__Records provided__

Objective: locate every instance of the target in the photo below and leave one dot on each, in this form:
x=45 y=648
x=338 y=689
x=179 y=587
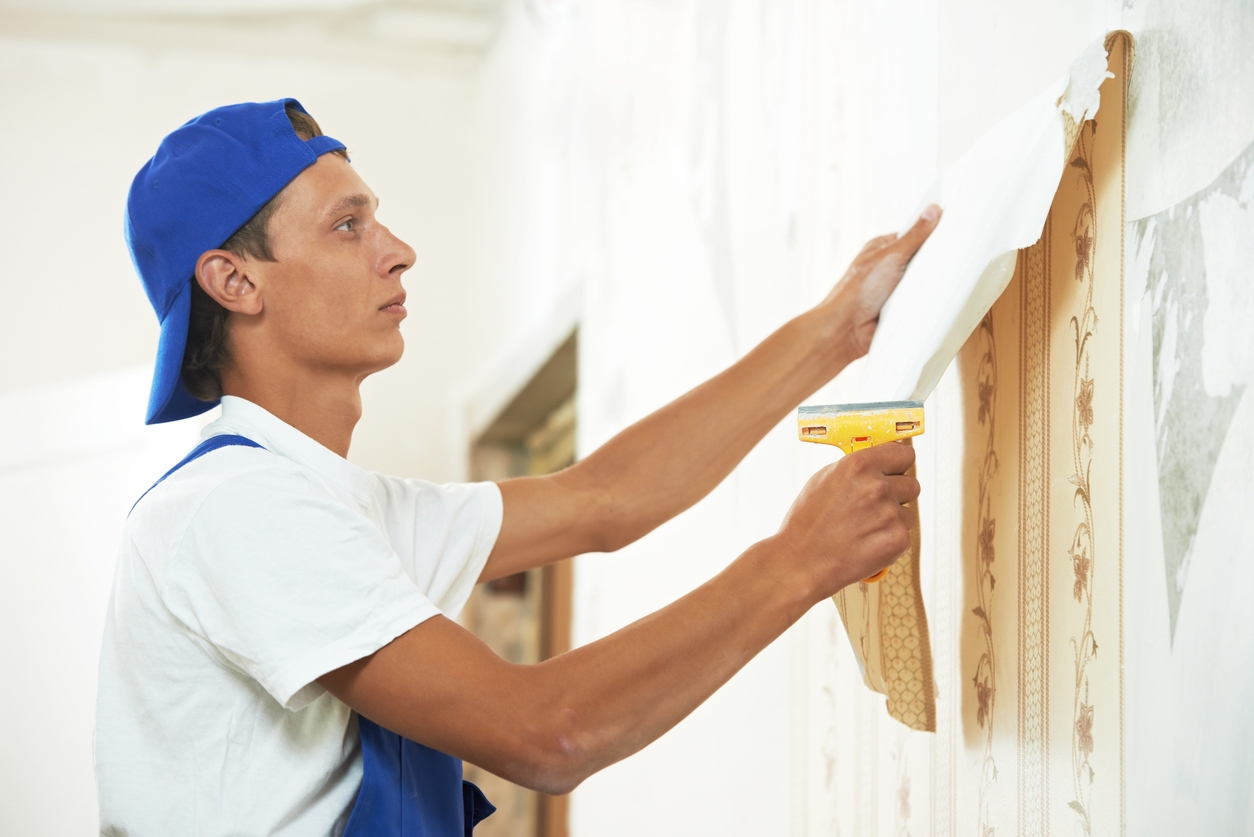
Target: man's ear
x=227 y=277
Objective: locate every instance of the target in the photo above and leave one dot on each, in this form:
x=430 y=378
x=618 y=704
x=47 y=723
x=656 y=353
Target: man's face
x=332 y=299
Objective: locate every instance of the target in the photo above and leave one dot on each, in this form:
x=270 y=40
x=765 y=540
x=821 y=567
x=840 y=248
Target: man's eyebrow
x=351 y=202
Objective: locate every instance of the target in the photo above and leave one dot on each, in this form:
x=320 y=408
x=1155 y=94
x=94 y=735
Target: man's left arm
x=670 y=459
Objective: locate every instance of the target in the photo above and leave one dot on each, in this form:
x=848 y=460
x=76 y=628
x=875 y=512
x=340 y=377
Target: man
x=279 y=655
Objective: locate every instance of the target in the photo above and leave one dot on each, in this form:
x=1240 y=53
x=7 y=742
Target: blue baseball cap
x=205 y=182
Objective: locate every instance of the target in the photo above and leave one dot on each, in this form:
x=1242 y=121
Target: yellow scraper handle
x=853 y=427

__Work to complete__
Reproduce every row above, requests included, but scale each answer's x and y coordinates by 1.3 and round them to whole numbers, with halves rounding up. Leave the requests' sample coordinates unchanged and omit the pictures.

__Result of the task__
Objective: locate every instance of the target in the photo below and leave one dot on each, in this form:
x=45 y=648
x=338 y=689
x=179 y=587
Target: man's ear
x=295 y=360
Objective: locate every instance of the target in the photo above and leave one dot on each, in this form:
x=430 y=378
x=618 y=704
x=47 y=723
x=656 y=353
Target: man's face
x=432 y=389
Objective: locate every instance of the target in the photo above and leave one dot on each, in this form:
x=270 y=40
x=765 y=540
x=821 y=567
x=840 y=248
Target: man's eyebrow
x=456 y=263
Objective: locate every instance of the target in the photo above and leave one dot on each, in this form:
x=320 y=408
x=1155 y=94
x=94 y=735
Target: man's left arm
x=871 y=597
Objective: locate every instance of the target in the photo above and leave one dot on each, in this form:
x=848 y=460
x=76 y=628
x=875 y=512
x=340 y=377
Target: man
x=363 y=852
Objective: locate every instance of the target in the photo above and leave one dot on each, in this form:
x=1240 y=53
x=7 y=742
Target: blue baseball cap
x=267 y=237
Objective: locate every instance of the target in the photo above and leave one dot on each, in this form:
x=1242 y=121
Target: yellow scraper handle
x=1109 y=555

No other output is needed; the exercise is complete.